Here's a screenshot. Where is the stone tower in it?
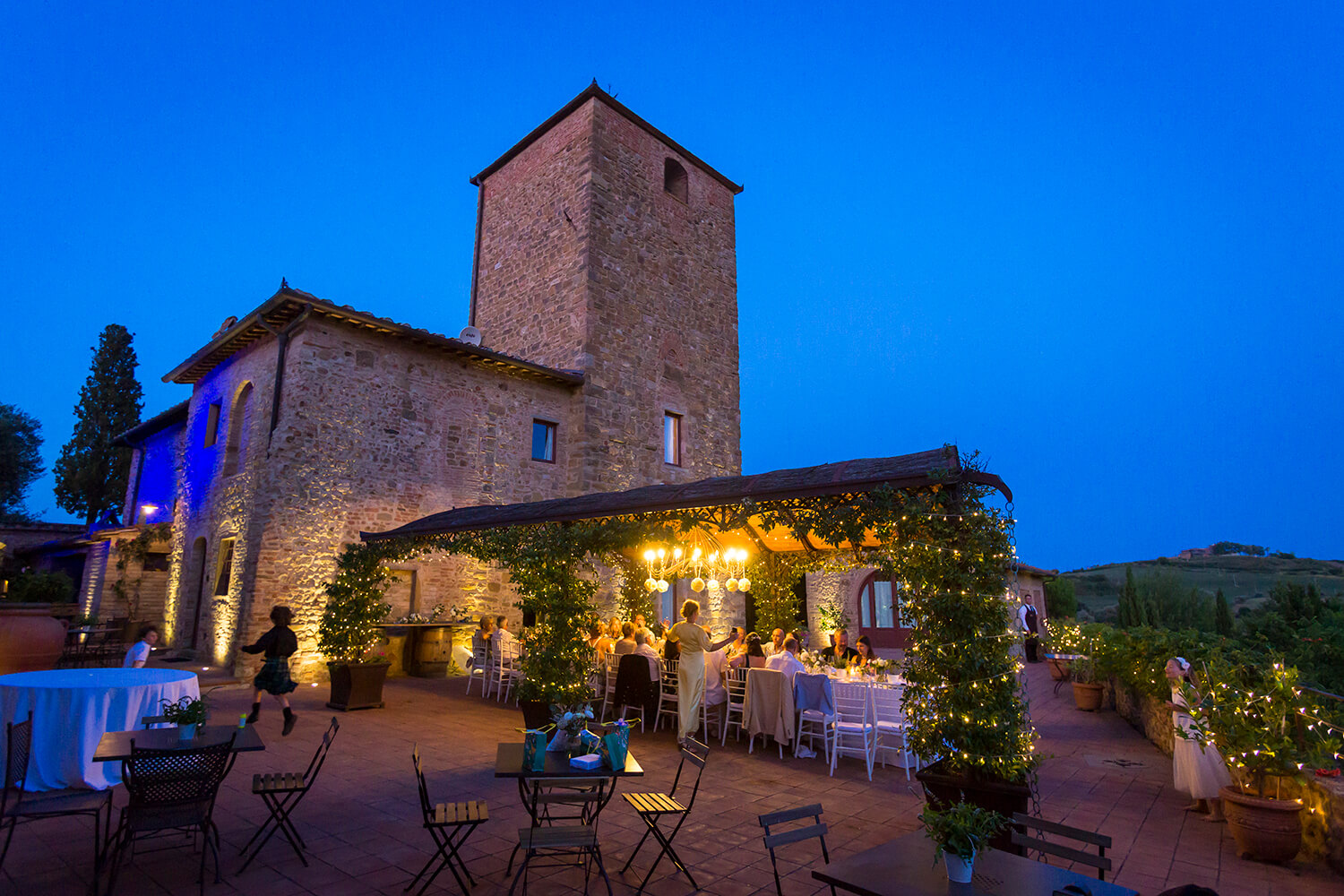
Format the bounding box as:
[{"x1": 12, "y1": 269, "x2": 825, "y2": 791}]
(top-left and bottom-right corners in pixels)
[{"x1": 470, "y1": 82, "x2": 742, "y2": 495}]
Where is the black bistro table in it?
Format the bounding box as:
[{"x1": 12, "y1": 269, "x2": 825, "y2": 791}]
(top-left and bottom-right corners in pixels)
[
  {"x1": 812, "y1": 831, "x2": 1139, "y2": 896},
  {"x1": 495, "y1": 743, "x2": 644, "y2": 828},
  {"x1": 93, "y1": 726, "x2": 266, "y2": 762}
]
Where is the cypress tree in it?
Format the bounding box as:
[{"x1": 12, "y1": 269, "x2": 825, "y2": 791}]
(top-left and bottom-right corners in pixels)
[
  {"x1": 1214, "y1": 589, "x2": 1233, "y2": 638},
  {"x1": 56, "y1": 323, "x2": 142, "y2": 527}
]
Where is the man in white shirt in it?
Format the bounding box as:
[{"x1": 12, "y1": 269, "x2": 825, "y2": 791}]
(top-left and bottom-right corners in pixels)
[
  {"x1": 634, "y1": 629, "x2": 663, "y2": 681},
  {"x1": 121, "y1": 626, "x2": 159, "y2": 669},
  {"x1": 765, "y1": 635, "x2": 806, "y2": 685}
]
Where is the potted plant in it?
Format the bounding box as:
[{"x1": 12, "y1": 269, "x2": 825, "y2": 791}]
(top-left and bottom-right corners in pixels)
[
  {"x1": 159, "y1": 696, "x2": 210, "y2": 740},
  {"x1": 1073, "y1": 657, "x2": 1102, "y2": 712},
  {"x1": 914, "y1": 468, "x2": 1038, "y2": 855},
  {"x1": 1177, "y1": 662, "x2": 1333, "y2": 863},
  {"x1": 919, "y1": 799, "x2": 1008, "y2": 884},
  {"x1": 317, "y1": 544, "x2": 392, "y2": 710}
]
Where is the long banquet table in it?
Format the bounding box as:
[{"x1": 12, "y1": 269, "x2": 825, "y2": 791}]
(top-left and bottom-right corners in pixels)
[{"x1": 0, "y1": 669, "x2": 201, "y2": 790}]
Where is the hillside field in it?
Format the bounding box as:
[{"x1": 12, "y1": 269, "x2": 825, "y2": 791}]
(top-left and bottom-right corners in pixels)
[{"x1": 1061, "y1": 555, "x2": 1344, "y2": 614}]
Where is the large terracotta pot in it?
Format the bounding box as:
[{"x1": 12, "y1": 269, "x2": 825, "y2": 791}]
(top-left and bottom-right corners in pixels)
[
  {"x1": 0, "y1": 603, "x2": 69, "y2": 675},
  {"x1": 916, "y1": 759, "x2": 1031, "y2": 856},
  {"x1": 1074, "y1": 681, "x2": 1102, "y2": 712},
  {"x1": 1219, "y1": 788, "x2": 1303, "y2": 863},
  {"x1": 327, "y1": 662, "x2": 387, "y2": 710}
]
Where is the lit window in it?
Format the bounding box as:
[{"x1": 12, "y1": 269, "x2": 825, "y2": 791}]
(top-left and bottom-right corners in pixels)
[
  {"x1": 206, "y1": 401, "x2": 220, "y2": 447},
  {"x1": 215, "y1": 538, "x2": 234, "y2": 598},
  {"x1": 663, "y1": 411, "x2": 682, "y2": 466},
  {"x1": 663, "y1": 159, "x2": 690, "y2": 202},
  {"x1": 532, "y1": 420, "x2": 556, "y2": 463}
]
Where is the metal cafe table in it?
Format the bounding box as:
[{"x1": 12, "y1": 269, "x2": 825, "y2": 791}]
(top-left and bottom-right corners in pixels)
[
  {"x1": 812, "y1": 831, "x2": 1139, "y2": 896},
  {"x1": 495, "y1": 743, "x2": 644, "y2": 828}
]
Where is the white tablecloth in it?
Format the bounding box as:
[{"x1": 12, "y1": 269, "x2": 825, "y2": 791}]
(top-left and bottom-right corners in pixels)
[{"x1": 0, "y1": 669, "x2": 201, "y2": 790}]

• • • •

* _Task brief_: Gather every line of the records that contains the word "white" and copy each one out in full.

* _Exercise answer_:
Where is the man in white shirt in it?
Where is the white tablecloth in it?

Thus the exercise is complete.